Tugas Singkat A
Tentukan apakah setiap pernyataan berikut sesuai dengan kutipan tentang data bansos. Jawab ya atau tidak, lalu sertakan kata-kata penentu dari kutipan itu tanpa diubah: (i) Effendi menyatakan telah memenangkan dua perkara di KIP. (ii) Menurut Effendi, data vendor bansos dan kuotanya termasuk data yang dikecualikan. (iii) Effendi melawan dengan cara Civil Society.
Tugas Singkat B
Teruskan kutipan tentang data bansos dengan menulis bagian berikutnya, dimulai tepat setelah kalimat terakhirnya.

Kutipan

★ ★ ★ ★ ★ ★ ★

"Jadi lengkap dua arah. Rocky Gerung melawan dengan cara Civil Society. Saya melawan berbasis Hak-Hak Kebebasan Informasi Warga Negara," jelas Effendi.
Dia juga menambahkan gembira dengan pemerintahan Jokowi yang menjamin KIP dapat bekerja dengan independen. Effendi menyatakan: "Saya sudah memenangkan 2 kali perkara di KIP. Yang pertama, saya minta seluruh Data Bansos dibuka oleh Kementerian Sosial. Dan sudah diputuskan demikian dalam Sidang Mediasi tahun lalu. Jadi data Siapa Vendor Bansos itu dan Berapa Kuotanya bukanlah data yang dikecualikan. Yang diselidiki KPK adalah siapa yang menyuap untuk mendapatkan kuota bansos."

★ ★ ★ ★ ★ ★ ★

Entri Data

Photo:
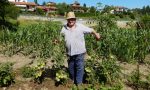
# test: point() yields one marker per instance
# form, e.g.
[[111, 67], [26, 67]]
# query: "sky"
[[126, 3]]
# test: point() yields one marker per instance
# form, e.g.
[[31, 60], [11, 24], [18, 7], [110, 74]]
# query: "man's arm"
[[97, 35]]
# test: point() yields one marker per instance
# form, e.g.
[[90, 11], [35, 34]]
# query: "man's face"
[[71, 22]]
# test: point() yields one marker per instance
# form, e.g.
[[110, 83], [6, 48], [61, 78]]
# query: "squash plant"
[[6, 74]]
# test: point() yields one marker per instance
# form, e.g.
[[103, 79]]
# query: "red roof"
[[25, 3], [46, 8]]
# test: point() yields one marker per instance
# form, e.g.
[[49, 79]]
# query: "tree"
[[62, 8], [44, 3], [107, 9], [84, 7]]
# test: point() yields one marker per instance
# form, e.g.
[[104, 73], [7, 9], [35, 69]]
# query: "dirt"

★ ★ ★ ★ ★ ★ ★

Jawaban Latihan A
(i) Ya: "Saya sudah memenangkan 2 kali perkara di KIP."
(ii) Tidak: "Jadi data Siapa Vendor Bansos itu dan Berapa Kuotanya bukanlah data yang dikecualikan."
(iii) Tidak: "Saya melawan berbasis Hak-Hak Kebebasan Informasi Warga Negara"

Jawaban Latihan B
Emrus Sihombing, Komunikolog Indonesia juga menyambut optimis hasil sidang sengketa informasi KIP ini.
"Jadi sekarang mereka yang merasa atau terkesan terintimidasi di manapun oleh sengketa tanah di Indonesia, dapat maju meminta informasi publik di Kantor Pertanahan setempat. Jangan sampai benar terjadi isu buruk bahwa pihak tertentu bisa mengembangkan SHGB-nya dan bisa melakukan pengukuran sendiri. Lalu menggeser hak orang lain," jelasnya.
Suko Widodo, komunikolog Universitas Airlangga menekankan sisi lainnya.
"Walaupun termohon Kantor Pertanahan bisa mengajukan banding, namun ini kemunduran bagi Kementerian Agraria dan Tata Ruang/BPN. Kementeriannya dianggap tidak paham mengenai Hak-Hak Kebebasan Informasi Publik. Padahal banyak terobosan positif sudah dilakukan Pak Hadi Tjahjanto," ungkap Suko Widodo, Ph.D. dari Surabaya.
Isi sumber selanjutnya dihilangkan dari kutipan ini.